- **Exercise prompt**: Print the part below that opens with the line containing "Note to the class: identify the elderly" and closes with the last line of the entries, word for word and with both ends included.

- **Data listing**:
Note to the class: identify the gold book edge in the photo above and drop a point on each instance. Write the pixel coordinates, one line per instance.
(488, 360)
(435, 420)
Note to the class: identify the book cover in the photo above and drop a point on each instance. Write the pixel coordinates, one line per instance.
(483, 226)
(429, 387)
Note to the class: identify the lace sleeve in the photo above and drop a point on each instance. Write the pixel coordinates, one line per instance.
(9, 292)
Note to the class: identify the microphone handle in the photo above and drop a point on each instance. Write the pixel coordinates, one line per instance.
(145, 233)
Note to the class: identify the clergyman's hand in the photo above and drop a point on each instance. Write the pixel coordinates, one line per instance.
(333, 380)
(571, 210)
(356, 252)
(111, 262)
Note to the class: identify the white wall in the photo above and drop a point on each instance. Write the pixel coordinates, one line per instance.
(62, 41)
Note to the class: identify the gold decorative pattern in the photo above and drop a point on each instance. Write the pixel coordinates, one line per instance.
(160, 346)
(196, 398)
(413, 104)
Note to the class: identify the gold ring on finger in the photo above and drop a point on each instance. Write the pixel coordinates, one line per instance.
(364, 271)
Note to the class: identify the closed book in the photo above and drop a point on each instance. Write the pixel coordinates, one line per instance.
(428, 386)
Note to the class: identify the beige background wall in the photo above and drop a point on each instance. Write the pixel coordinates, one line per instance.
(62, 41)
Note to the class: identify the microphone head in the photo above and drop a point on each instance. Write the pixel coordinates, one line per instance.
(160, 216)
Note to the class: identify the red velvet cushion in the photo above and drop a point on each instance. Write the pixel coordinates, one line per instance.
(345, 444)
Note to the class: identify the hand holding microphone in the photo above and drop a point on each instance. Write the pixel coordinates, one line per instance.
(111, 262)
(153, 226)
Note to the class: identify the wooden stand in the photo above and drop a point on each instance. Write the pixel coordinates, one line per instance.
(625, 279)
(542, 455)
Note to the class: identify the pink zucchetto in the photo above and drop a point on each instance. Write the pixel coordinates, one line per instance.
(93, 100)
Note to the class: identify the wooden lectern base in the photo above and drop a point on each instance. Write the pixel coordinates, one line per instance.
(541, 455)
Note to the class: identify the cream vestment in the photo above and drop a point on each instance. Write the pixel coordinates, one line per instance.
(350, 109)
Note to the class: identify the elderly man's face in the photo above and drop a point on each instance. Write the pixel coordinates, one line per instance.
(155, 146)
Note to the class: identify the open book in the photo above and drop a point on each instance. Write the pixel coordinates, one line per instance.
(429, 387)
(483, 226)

- **Response for this exercise**:
Note to the class: identify the elderly man's face in the photo above and drop a point on each instance. Write the pixel coordinates, one line per instance.
(155, 146)
Note to the class: identify the open book in the photo above and drop a point on each instance. Write the pixel coordinates, one line per instance.
(429, 387)
(483, 226)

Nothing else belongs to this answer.